• **Exercise description**:
Answer these questions from the text below on Zohran Mamdani's agenda:
1. In what month did Mamdani win the Democratic primary?
2. How many New York City kids do the pre-K and 3-K programs serve?
3. How many times did the writer's administration deliver a rent freeze for rent-stabilized apartments?

• **Document text**:
++++++

What is a New York City where working class people no longer can afford to live? What kind of identity, what type of soul, would that place have?
Would it still glow with the restless energy with which we’ve always been defined by? Or would it recede in its absence?
By relentlessly challenging the status quo of deepening unaffordability, Zohran Mamdani is calling this into question.
He is asking if anything short of bold sweeping action will save the essence of this place. He has run on an agenda that puts working people first — a rent freeze for more than two million tenants, universal child care for all kids 6 weeks to 5-year-olds, faster and free buses. It’s an agenda that won him a historic Democratic primary victory this past June, as an unprecedented coalition of New Yorkers stood up and demanded more from the city government.
Yet, though many New Yorkers agree with him — many others are skeptical. Still others have lost faith in the city government’s ability to not only talk, but deliver. They want to know one fundamental truth: can it be done?
I can say definitely — and I know better than anyone — that the answer is yes.
Throughout my time in City Hall, the argument that my vision was recklessly idealistic — that it was both unrealistic and fraught with dangerous unintended consequences — was thrown at my plans for affordable housing, paid sick days, the $15 minimum wage and most of all, pre-K for All — all initiatives I delivered on.
Often, these critiques were lodged by politicians and special interest groups who had a vested interest in maintaining the broken status quo. In short, labeling my agenda as infeasible masked their true problem with it: an unwillingness to cede power and opportunity to working people.
In 2025, the same overheated condemnations yield the same result as in 2013: not only does the public want what Mamdani is proposing, it actually all can be done.
Free buses are already being implemented around the nation to get people to use mass transit; it is entirely doable with even a modest initial investment and basic cooperation between the city and state. Not to mention, it’s smart policy that will speed up buses, increase ridership particularly from working New Yorkers, and likely safer commutes for bus drivers and riders alike.
Our success as a city with pre-K and 3-K — programs that serve nearly 100,000 New York City kids and have been heralded across the nation — shows how well we can start building a pathway to universal child care. There is a precedent for using city government to deliver broad-sweeping change — it’s a precedent that continues to support New Yorkers to this day.
Lastly, the rent freeze. My administration delivered a rent freeze for rent-stabilized apartments three times, helping millions make ends meet as they were afflicted by the effects of the Great Recession and then COVID. It’s not a question of possibility — it’s a matter of political will.

++++++

Saved entries:
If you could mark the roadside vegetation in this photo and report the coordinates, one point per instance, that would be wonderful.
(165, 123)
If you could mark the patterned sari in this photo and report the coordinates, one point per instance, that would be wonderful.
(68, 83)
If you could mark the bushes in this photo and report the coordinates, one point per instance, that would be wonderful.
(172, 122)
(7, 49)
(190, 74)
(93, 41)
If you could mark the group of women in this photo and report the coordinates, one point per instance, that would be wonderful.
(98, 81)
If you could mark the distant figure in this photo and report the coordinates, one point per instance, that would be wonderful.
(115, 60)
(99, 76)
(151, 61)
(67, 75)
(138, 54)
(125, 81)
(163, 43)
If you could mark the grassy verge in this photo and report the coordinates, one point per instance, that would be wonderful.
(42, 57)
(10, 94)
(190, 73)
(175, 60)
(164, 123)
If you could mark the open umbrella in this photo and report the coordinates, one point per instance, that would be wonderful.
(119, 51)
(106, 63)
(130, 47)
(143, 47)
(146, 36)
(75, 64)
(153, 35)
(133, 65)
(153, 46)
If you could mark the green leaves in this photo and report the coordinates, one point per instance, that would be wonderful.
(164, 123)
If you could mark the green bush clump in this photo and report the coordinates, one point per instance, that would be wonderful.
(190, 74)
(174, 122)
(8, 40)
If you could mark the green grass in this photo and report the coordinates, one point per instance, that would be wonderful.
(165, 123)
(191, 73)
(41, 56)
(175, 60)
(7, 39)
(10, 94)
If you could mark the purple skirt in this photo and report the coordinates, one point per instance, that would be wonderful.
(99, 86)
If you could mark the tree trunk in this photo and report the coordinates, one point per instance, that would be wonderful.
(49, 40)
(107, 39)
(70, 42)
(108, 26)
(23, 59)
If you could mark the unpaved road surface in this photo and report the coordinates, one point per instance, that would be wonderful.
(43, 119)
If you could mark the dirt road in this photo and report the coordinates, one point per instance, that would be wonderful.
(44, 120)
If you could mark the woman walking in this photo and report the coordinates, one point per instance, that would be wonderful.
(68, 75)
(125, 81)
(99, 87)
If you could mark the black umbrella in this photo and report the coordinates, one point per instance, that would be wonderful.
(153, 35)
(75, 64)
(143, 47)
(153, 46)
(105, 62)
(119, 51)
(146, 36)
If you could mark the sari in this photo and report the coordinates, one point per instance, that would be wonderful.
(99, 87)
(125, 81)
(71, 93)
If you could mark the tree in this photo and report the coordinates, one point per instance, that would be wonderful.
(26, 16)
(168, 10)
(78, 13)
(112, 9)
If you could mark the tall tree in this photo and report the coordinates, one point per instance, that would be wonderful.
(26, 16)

++++++

• **Answer section**:
1. June
2. Nearly 100,000
3. Three times